Recast every line of the entries below as a JSON list of strings, one string per line, skipping blank lines and leaving out the pictures.

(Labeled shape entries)

-=-=-=-=-

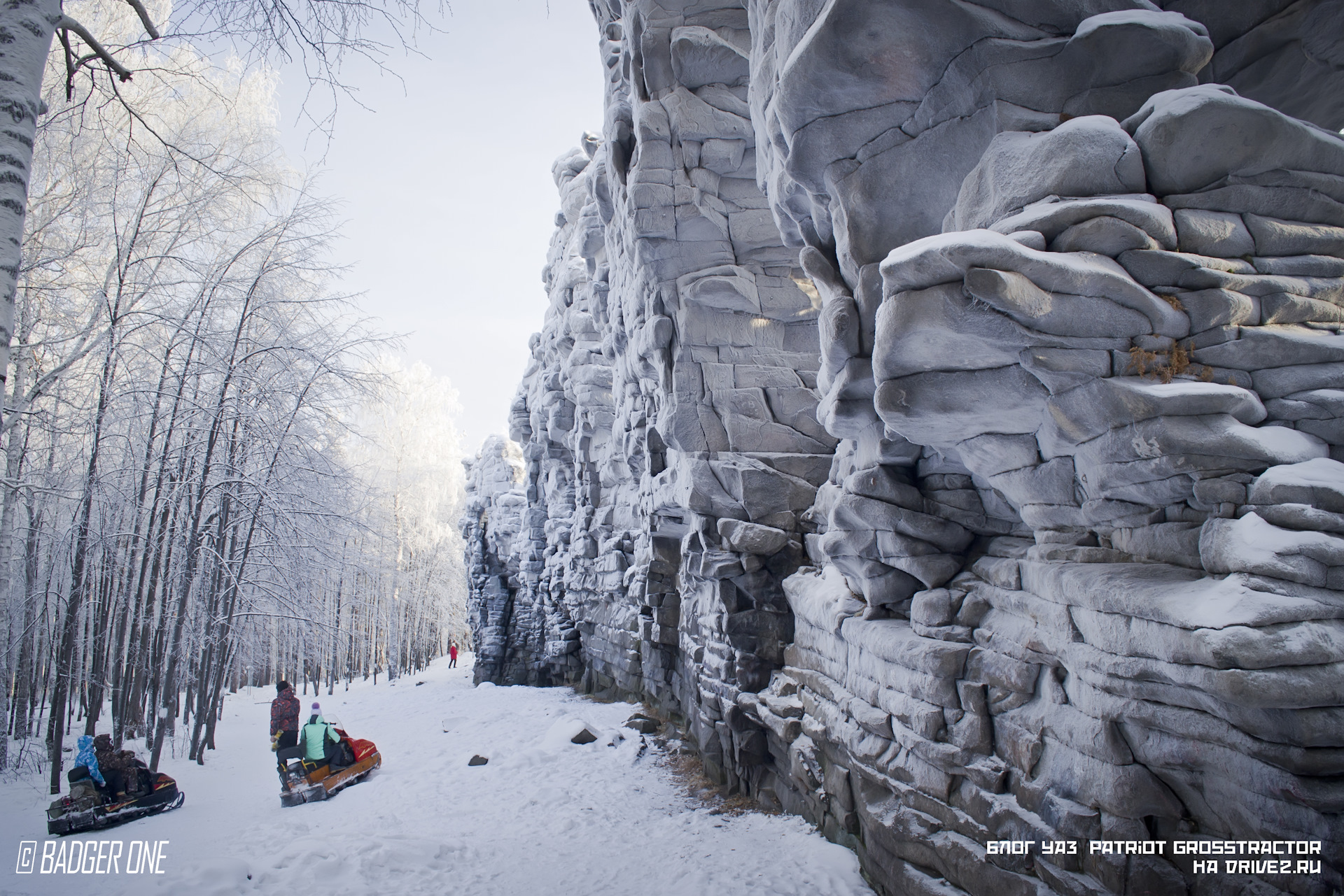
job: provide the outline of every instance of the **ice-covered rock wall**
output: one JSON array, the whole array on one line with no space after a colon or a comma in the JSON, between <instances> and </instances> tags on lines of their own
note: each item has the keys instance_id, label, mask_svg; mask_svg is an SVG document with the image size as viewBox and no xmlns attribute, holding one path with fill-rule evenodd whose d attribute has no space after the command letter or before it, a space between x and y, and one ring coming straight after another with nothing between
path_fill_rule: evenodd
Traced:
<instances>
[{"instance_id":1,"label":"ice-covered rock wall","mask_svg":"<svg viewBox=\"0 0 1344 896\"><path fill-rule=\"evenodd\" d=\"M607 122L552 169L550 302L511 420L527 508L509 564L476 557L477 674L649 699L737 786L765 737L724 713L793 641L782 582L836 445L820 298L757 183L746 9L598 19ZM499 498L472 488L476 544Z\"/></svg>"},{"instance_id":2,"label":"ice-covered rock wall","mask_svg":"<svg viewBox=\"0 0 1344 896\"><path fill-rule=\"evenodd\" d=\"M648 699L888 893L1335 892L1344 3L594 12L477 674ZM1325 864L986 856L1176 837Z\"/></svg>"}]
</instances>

-=-=-=-=-

▶ EXPECTED ANSWER:
[
  "job: provide the outline of every instance of the **ice-covered rock wall**",
  "output: one JSON array, the whole array on one line with no space after a colon or a comma in the JSON, between <instances> and </instances> tags on lines of their own",
  "note: each item has the keys instance_id, label, mask_svg; mask_svg is an SVG document with the image size as viewBox and no xmlns attribute, holding one path with fill-rule evenodd whose d attribute has no space after the command letter or before it, a space between x and y, and one ring coming straight after another with nothing between",
  "path_fill_rule: evenodd",
  "Traced:",
  "<instances>",
  "[{\"instance_id\":1,\"label\":\"ice-covered rock wall\",\"mask_svg\":\"<svg viewBox=\\\"0 0 1344 896\\\"><path fill-rule=\\\"evenodd\\\" d=\\\"M607 122L552 169L550 302L511 420L527 508L509 564L476 557L477 674L649 699L737 786L765 737L724 713L793 641L782 582L836 445L820 298L757 183L746 9L598 19ZM499 498L472 488L476 544Z\\\"/></svg>\"},{\"instance_id\":2,\"label\":\"ice-covered rock wall\",\"mask_svg\":\"<svg viewBox=\\\"0 0 1344 896\\\"><path fill-rule=\\\"evenodd\\\" d=\\\"M648 699L888 893L1335 892L1344 3L594 12L477 674ZM1325 864L986 856L1176 837Z\\\"/></svg>\"}]",
  "</instances>"
]